**What to work on**
Reproduce, word for word, the lines from the one containing "Point to the jersey" up to and including the one containing "x=681, y=251".

———

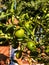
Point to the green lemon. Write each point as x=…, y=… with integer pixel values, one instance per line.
x=19, y=33
x=31, y=45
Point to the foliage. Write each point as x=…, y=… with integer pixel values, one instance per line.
x=30, y=13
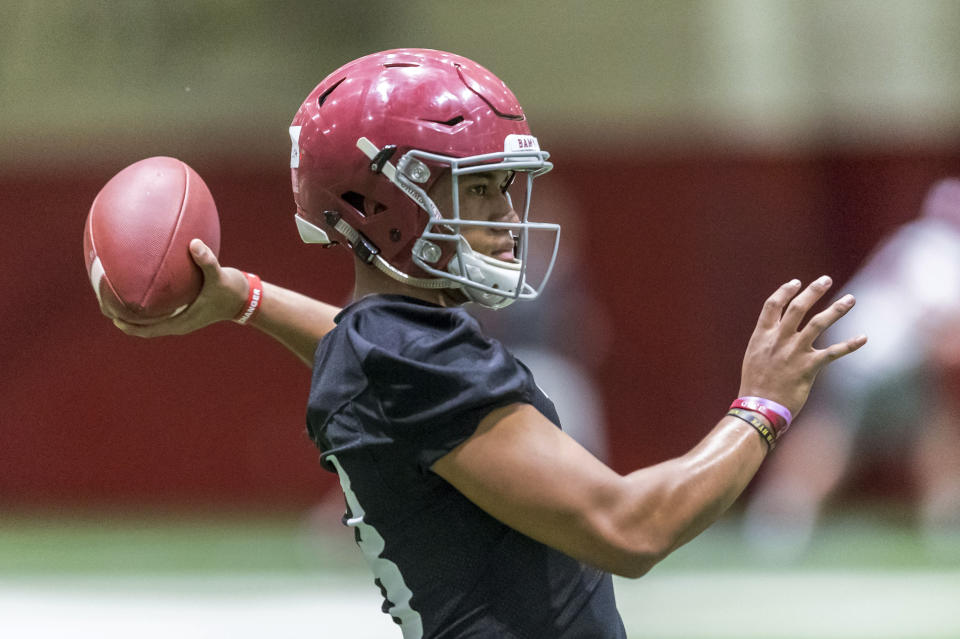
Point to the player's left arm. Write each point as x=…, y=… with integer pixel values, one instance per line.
x=296, y=321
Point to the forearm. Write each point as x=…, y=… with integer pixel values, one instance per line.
x=295, y=320
x=676, y=500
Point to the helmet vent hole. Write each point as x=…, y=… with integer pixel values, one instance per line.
x=323, y=96
x=451, y=122
x=365, y=206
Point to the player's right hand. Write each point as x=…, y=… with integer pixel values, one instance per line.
x=223, y=294
x=781, y=362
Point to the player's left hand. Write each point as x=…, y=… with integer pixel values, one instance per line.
x=223, y=294
x=781, y=362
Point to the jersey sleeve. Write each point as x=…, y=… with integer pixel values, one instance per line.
x=435, y=387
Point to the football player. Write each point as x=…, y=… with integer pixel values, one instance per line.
x=478, y=515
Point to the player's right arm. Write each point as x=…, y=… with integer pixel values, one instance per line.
x=296, y=321
x=528, y=474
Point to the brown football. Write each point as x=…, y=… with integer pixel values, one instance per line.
x=137, y=235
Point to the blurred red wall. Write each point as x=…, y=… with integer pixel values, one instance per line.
x=681, y=251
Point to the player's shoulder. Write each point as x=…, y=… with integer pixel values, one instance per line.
x=406, y=325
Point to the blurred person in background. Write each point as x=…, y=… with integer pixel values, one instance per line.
x=478, y=515
x=897, y=402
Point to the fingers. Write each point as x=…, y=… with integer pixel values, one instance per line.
x=826, y=318
x=202, y=255
x=836, y=351
x=774, y=305
x=802, y=303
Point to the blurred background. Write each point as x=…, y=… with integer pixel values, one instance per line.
x=705, y=151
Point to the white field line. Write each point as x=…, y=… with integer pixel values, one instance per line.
x=704, y=605
x=794, y=605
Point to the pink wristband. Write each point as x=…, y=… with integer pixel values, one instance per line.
x=778, y=414
x=254, y=297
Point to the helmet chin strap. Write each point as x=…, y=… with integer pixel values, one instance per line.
x=487, y=271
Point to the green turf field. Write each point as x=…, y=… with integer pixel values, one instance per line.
x=867, y=575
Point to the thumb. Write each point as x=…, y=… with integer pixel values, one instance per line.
x=202, y=255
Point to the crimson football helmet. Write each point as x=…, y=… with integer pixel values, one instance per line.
x=373, y=137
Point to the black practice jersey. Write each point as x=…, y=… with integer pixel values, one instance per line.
x=396, y=385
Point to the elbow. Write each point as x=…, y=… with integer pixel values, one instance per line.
x=634, y=557
x=640, y=562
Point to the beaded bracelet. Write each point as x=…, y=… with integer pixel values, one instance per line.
x=778, y=414
x=765, y=431
x=254, y=297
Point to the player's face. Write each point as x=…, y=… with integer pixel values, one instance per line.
x=483, y=197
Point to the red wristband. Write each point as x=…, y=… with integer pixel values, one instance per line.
x=254, y=297
x=778, y=415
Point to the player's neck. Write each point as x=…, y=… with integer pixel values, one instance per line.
x=368, y=280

———

**Written reply**
Point to the jersey sleeve. Write each point as x=…, y=… with integer pixel values, one instance per line.
x=435, y=387
Point to the football player. Write each point as x=…, y=… with integer pixel values, one instance per line.
x=478, y=515
Point to the player's right arm. Write each point as x=…, y=… with integer pixel values, one instance per line.
x=296, y=321
x=528, y=474
Point to the brown football. Write each point as x=…, y=… with integer pixel values, one instance per line.
x=137, y=235
Point to the blurred red wall. Write each point as x=…, y=… with integer pixel values, one instance per line.
x=681, y=251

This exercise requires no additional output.